▸ EXCERPTED TEXT:

[Libguestfs] FYI: perf commands I'm using to benchmark nbdcopy

Wed May 26 11:50:32 UTC 2021

On Wed, May 26, 2021 at 1:25 PM Richard W.M. Jones <rjones at redhat.com> wrote:
>
> On Wed, May 26, 2021 at 10:32:08AM +0100, Richard W.M. Jones wrote:
> > On Wed, May 26, 2021 at 11:40:11AM +0300, Nir Soffer wrote:
> > > On Tue, May 25, 2021 at 9:06 PM Richard W.M. Jones <rjones at redhat.com> wrote:
> > > > I ran perf as below.  Although nbdcopy and nbdkit themselves do not
> > > > require root (and usually should _not_ be run as root), in this case
> > > > perf must be run as root, so everything has to be run as root.
> > > >
> > > >   # perf record -a -g --call-graph=dwarf ./nbdkit -U - sparse-random size=1T --run "MALLOC_CHECK_= ../libnbd/run nbdcopy \$uri \$uri"
> > >
> > > This uses 64 requests with a request size of 32m. In my tests using
> > > --requests 16 --request-size 1048576 is faster. Did you try to profile
> > > this?
> >
> > Interesting!  No I didn't.  In fact I just assumed that larger request
> > sizes / number of parallel requests would be better.

▸ ENTRIES:
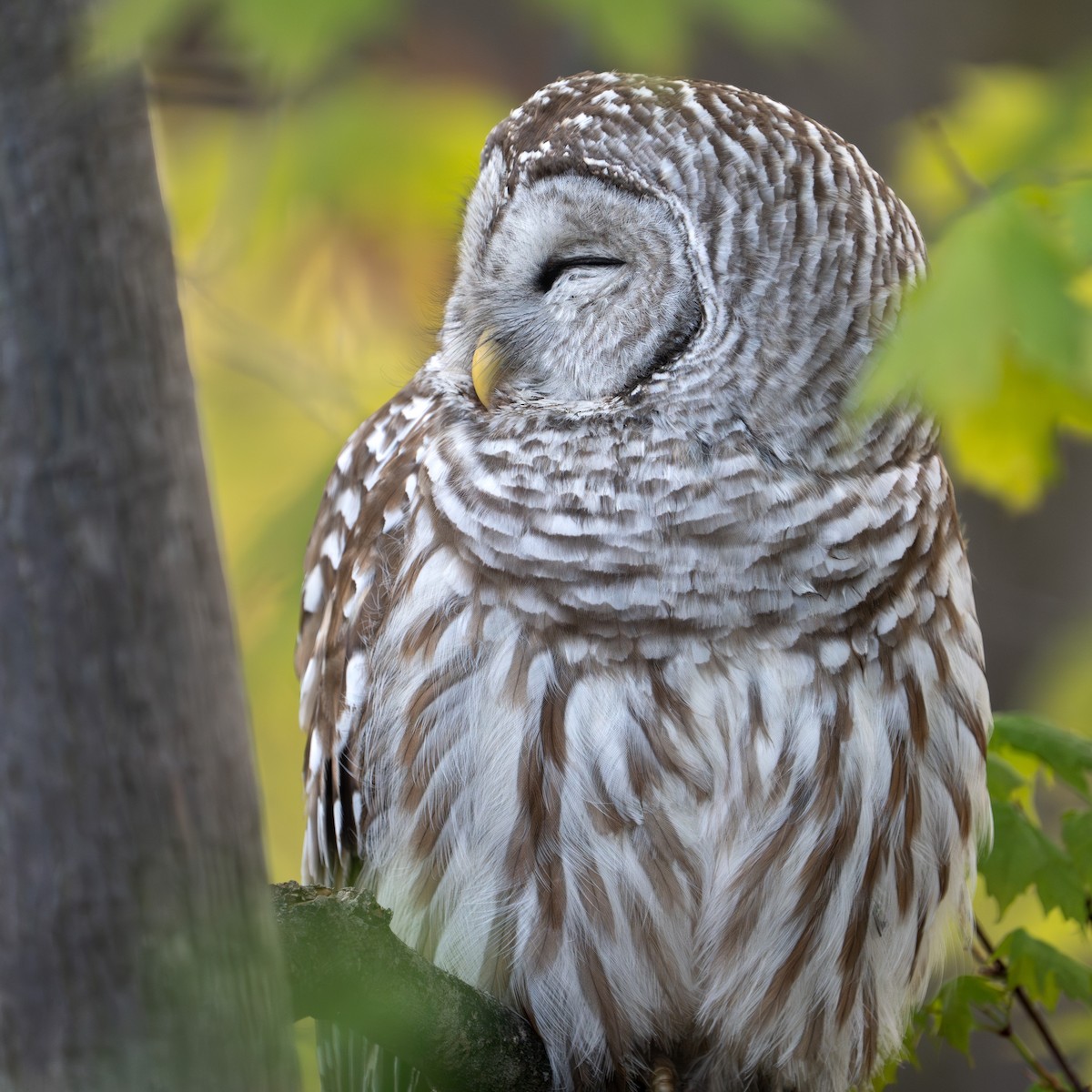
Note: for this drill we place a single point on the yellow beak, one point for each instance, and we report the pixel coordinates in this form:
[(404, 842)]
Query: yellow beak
[(486, 367)]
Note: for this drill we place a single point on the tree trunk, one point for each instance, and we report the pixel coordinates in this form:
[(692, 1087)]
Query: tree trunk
[(136, 948)]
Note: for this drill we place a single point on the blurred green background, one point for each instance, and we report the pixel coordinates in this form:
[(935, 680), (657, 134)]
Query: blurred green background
[(315, 157)]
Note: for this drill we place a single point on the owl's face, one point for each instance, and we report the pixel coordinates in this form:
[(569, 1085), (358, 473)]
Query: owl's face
[(672, 254), (582, 292)]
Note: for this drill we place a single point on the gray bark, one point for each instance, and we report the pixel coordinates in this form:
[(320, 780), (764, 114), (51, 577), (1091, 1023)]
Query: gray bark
[(136, 945)]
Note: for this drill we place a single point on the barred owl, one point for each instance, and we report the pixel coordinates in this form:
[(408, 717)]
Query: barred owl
[(642, 686)]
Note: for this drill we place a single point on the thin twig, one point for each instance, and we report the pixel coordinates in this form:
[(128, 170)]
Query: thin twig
[(976, 190), (1035, 1015)]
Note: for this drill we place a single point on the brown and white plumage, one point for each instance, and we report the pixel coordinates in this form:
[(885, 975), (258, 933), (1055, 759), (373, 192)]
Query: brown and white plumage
[(650, 696)]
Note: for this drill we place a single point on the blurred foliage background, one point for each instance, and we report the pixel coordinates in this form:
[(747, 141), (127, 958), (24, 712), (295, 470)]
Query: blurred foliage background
[(315, 158)]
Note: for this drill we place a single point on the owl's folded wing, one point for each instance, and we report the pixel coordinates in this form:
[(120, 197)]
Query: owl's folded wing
[(356, 543)]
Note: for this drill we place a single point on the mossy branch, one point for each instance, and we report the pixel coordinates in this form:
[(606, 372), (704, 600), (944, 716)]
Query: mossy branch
[(345, 966)]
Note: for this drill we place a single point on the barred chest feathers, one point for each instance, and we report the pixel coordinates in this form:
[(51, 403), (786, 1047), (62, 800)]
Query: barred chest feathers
[(643, 692)]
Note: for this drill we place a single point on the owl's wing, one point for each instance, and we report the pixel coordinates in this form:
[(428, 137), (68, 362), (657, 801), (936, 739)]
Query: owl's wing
[(356, 543)]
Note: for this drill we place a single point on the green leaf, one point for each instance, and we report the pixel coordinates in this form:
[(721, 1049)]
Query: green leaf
[(1043, 971), (1069, 756), (1077, 201), (993, 344), (1002, 780), (956, 1008), (1077, 835), (1024, 856)]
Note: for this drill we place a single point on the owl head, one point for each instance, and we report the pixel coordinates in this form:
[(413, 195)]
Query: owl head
[(676, 248)]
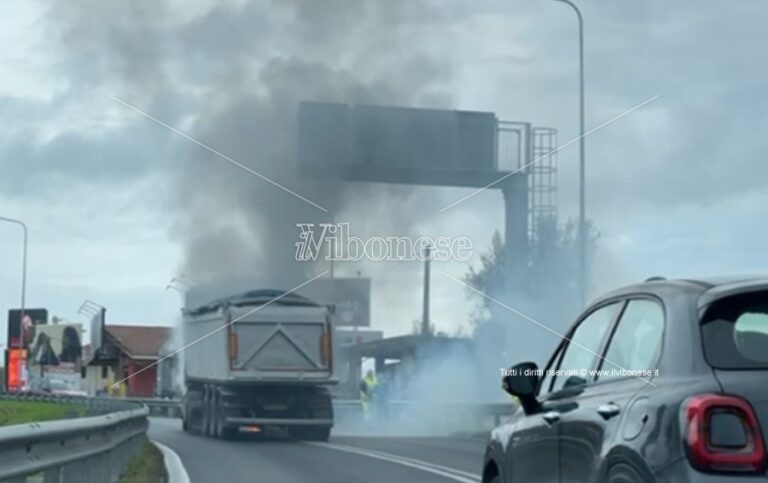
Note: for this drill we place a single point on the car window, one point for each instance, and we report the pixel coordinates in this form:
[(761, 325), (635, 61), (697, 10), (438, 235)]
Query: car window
[(585, 342), (735, 332), (635, 343)]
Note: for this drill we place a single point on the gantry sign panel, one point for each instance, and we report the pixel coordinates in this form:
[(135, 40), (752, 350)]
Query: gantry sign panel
[(398, 145)]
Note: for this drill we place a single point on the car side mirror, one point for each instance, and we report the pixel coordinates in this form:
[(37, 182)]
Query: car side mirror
[(521, 381)]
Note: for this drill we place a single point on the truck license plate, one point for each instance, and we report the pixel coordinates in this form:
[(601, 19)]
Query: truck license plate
[(276, 407)]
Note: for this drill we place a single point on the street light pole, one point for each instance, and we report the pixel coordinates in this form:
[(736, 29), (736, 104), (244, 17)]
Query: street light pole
[(582, 165), (23, 263)]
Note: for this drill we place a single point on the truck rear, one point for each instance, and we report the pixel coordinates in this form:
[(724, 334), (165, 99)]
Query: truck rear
[(259, 360)]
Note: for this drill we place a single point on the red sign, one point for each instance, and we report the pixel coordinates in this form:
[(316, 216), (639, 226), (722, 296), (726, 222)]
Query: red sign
[(14, 369)]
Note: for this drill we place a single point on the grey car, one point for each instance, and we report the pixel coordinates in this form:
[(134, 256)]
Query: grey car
[(663, 381)]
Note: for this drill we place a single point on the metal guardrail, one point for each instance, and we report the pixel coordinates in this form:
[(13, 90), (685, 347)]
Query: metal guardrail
[(90, 449)]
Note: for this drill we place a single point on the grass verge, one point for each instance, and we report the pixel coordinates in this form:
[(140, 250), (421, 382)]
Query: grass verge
[(20, 412), (145, 467)]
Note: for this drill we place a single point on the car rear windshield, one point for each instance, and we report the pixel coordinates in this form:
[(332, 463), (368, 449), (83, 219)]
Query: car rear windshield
[(735, 332)]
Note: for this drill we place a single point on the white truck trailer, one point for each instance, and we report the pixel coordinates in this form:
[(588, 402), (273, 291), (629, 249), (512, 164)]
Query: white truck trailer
[(258, 360)]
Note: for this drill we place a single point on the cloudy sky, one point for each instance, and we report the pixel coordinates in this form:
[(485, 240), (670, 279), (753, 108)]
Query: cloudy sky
[(117, 205)]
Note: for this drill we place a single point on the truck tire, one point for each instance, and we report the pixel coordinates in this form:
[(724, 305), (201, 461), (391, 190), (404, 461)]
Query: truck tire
[(310, 433)]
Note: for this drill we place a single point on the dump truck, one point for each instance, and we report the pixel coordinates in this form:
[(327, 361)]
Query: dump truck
[(258, 361)]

▸ DIRECTIVES:
1) Rewrite the paragraph in the nbdcopy benchmarking thread that begins "I ran perf as below" more briefly, keeping its main facts.
2) Output the passage of the nbdcopy benchmarking thread that starts at the words "On Wed, May 26, 2021 at 1:25" and ends after "run as root.".
3) Write the next part of the nbdcopy benchmarking thread, picking up after its last sentence.

▸ PER-TASK OUTPUTS:
1) nbdcopy and nbdkit don't need root and usually shouldn't run as root. Perf, however, must run as root, so here everything runs as root.

2)
On Wed, May 26, 2021 at 1:25 PM Richard W.M. Jones <rjones at redhat.com> wrote:
>
> On Wed, May 26, 2021 at 10:32:08AM +0100, Richard W.M. Jones wrote:
> > On Wed, May 26, 2021 at 11:40:11AM +0300, Nir Soffer wrote:
> > > On Tue, May 25, 2021 at 9:06 PM Richard W.M. Jones <rjones at redhat.com> wrote:
> > > > I ran perf as below.  Although nbdcopy and nbdkit themselves do not
> > > > require root (and usually should _not_ be run as root), in this case
> > > > perf must be run as root, so everything has to be run as root.

3)
>
> This is the topology of the machine I ran the tests on:
>
>   https://rwmj.files.wordpress.com/2019/09/screenshot_2019-09-04_11-08-41.png
>
> Even a single 32MB buffer isn't going to fit in any cache, so reducing
> buffer size should be a win, and once they are within the size of the
> L3 cache, reusing buffers should also be a win.
>
> That's the theory anyway ...  Using --request-size=1048576 changes the
> flamegraph quite dramatically (see new attachment).

Interestingly, now malloc is about 35% of the time (6.6/18.4) of the
worker thread.

> [What is the meaning of the swapper stack traces?  They are coming
> from idle cores?]
>
> Test runs slightly faster:
>
>   $ hyperfine 'nbdkit -U - sparse-random size=1T --run "nbdcopy \$uri \$uri"'
>   Benchmark #1: nbdkit -U - sparse-random size=1T --run "nbdcopy \$uri \$uri"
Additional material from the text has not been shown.